> [STATED GOAL]
Transcribe verbatim the rows below, everything from the row containing "Q: Point out the tulip plant" down to the row containing "[71,12,89,22]", with both of those rows included.

Start of THE INPUT

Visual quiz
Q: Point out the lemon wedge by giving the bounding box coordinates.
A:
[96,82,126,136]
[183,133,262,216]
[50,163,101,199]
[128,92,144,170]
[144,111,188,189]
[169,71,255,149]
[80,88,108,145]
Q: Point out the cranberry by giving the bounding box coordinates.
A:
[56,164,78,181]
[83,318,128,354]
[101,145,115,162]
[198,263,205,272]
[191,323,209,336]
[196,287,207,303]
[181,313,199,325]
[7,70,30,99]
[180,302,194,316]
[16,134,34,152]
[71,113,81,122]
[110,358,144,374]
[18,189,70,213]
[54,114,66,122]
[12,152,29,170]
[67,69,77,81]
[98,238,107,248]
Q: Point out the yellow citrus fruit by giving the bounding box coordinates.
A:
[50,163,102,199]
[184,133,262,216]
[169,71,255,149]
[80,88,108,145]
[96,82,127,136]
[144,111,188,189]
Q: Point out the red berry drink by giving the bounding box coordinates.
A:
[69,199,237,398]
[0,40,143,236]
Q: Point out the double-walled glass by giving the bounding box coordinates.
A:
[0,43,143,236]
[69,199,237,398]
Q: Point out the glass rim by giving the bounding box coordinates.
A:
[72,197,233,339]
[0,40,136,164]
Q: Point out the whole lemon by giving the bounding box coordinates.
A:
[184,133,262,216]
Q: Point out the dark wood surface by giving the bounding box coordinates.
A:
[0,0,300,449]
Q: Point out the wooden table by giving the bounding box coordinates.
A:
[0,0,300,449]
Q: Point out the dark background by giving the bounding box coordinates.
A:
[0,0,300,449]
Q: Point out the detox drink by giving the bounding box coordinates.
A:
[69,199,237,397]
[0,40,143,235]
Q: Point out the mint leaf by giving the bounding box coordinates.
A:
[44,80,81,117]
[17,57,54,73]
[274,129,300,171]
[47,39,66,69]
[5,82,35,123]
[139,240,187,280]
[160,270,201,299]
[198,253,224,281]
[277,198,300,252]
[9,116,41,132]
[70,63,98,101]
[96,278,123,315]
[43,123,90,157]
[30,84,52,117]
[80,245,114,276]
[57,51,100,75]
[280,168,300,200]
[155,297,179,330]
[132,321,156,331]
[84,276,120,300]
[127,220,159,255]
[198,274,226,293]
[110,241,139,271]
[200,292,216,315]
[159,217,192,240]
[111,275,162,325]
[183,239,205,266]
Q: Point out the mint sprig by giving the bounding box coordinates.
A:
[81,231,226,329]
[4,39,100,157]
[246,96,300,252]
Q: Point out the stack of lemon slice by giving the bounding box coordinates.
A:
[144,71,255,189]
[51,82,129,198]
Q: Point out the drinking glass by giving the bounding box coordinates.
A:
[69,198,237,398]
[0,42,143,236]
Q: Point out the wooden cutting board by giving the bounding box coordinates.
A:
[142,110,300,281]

End of THE INPUT
Start of THE INPUT

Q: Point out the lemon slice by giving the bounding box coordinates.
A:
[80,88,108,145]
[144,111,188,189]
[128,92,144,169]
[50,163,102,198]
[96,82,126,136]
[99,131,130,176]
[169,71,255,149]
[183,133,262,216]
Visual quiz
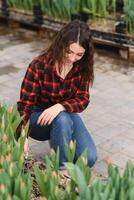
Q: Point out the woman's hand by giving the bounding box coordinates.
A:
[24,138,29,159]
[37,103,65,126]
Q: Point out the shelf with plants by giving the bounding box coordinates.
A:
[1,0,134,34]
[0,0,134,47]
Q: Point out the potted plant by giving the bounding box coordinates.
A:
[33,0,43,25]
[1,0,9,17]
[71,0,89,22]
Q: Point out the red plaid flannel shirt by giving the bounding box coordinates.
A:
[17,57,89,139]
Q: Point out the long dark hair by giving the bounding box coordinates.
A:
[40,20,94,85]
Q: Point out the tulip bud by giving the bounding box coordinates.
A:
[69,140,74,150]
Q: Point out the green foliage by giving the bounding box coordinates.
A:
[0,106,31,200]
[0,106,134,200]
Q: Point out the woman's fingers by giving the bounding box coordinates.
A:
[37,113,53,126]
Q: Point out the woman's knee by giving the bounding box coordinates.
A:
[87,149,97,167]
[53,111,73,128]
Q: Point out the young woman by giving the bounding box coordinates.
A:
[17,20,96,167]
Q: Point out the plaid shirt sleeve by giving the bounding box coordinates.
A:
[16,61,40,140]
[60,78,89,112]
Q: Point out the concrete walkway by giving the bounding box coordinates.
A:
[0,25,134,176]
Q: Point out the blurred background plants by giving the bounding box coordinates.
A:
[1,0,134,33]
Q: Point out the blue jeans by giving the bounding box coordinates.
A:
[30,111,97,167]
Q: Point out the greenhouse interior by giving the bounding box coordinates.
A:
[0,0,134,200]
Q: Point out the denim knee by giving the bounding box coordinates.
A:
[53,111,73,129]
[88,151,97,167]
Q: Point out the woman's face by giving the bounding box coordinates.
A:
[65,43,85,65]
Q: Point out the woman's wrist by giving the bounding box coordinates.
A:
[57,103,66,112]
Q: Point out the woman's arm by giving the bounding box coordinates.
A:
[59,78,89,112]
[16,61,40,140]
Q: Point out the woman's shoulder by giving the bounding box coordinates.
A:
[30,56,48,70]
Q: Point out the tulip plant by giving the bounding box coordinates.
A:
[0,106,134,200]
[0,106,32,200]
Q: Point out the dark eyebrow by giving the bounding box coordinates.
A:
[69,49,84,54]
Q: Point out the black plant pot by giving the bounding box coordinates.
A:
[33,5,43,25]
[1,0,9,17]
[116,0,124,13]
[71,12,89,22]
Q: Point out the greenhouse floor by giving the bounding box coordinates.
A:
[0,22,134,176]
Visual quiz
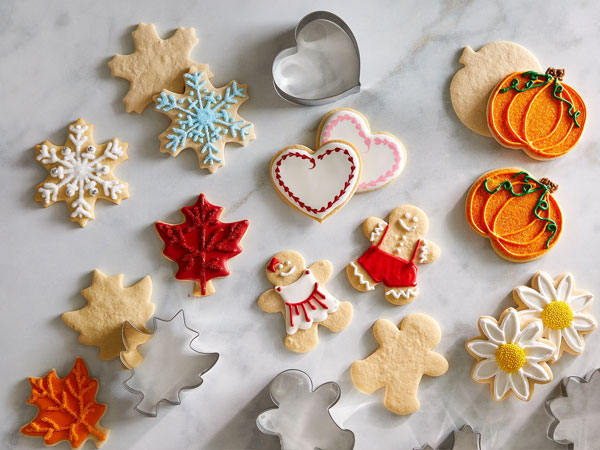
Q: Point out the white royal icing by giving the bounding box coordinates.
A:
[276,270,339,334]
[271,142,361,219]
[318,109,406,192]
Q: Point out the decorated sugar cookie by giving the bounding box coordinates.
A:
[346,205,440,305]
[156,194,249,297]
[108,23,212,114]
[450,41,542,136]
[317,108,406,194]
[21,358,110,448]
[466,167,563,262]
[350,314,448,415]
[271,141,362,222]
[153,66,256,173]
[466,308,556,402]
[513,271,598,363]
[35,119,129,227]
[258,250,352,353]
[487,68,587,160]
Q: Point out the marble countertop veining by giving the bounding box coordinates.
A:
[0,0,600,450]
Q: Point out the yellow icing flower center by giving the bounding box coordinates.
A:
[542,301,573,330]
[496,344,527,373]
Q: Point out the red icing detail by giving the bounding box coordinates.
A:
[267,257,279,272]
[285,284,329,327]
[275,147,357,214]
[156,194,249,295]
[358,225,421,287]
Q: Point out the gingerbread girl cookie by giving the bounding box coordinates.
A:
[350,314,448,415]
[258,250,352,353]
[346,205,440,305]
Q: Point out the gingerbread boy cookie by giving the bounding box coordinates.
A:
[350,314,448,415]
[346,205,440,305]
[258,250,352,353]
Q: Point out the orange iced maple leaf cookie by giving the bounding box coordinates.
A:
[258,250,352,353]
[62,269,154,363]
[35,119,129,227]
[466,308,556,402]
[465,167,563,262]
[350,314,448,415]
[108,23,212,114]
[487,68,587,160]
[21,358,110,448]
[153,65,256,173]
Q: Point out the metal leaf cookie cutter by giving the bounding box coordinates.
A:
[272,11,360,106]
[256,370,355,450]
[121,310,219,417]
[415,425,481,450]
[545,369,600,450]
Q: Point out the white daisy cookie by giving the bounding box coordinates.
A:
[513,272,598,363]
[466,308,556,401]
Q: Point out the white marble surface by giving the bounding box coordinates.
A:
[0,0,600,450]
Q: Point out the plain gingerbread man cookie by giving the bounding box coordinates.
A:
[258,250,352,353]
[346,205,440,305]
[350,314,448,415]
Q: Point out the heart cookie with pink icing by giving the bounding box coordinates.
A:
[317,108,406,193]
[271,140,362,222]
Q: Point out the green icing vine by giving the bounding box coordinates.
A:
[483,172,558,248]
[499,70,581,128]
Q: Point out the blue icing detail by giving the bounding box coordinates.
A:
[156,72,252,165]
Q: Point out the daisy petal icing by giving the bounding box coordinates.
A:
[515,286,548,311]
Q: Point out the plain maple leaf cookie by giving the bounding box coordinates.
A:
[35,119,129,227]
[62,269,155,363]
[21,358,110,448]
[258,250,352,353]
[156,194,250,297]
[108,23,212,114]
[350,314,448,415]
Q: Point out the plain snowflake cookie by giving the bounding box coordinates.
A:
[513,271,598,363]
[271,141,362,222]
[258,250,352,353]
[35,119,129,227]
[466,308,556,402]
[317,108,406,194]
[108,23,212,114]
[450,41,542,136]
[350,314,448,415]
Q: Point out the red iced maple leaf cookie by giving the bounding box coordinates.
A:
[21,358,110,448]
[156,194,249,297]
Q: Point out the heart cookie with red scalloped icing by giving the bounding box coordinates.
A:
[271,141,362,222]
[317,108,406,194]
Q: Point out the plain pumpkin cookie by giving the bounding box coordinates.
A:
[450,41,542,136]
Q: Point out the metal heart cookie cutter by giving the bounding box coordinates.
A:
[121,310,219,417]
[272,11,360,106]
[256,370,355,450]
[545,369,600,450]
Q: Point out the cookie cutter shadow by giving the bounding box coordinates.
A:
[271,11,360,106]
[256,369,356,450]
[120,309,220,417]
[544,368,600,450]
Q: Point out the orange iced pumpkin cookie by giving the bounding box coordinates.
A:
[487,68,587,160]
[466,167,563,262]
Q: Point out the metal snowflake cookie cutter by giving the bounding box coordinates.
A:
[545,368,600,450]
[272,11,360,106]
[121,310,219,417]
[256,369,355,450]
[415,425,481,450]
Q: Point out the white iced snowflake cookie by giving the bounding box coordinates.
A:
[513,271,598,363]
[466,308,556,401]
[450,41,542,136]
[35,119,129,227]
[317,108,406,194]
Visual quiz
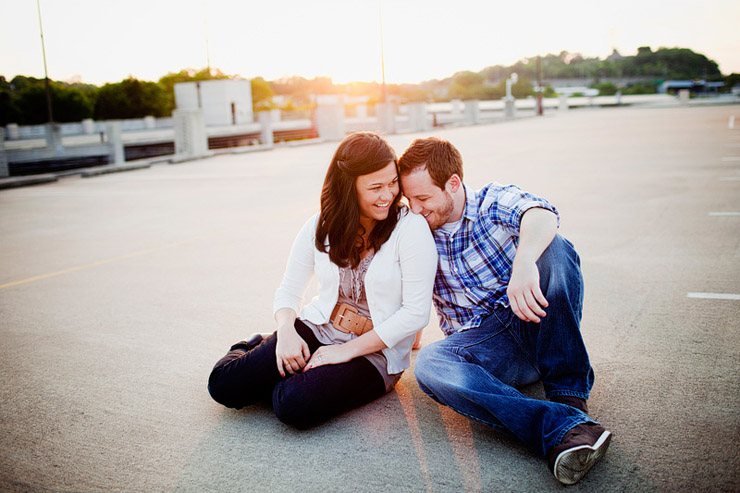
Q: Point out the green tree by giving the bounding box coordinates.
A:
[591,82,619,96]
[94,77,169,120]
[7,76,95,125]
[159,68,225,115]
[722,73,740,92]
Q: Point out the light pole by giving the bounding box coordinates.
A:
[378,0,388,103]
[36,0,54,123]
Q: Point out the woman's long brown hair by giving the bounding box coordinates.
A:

End of THE INPUT

> [RESPONSE]
Q: Point out the tulip plant by giving the bounding box coordinates.
A:
[0,106,134,200]
[0,106,32,200]
Q: Point out the dark eyebrow by giving the bounding box coordinates.
A:
[69,49,84,54]
Q: Point out the black plant pot by giving the bounding box coordinates.
A:
[33,5,43,25]
[1,0,9,17]
[116,0,124,13]
[71,12,89,22]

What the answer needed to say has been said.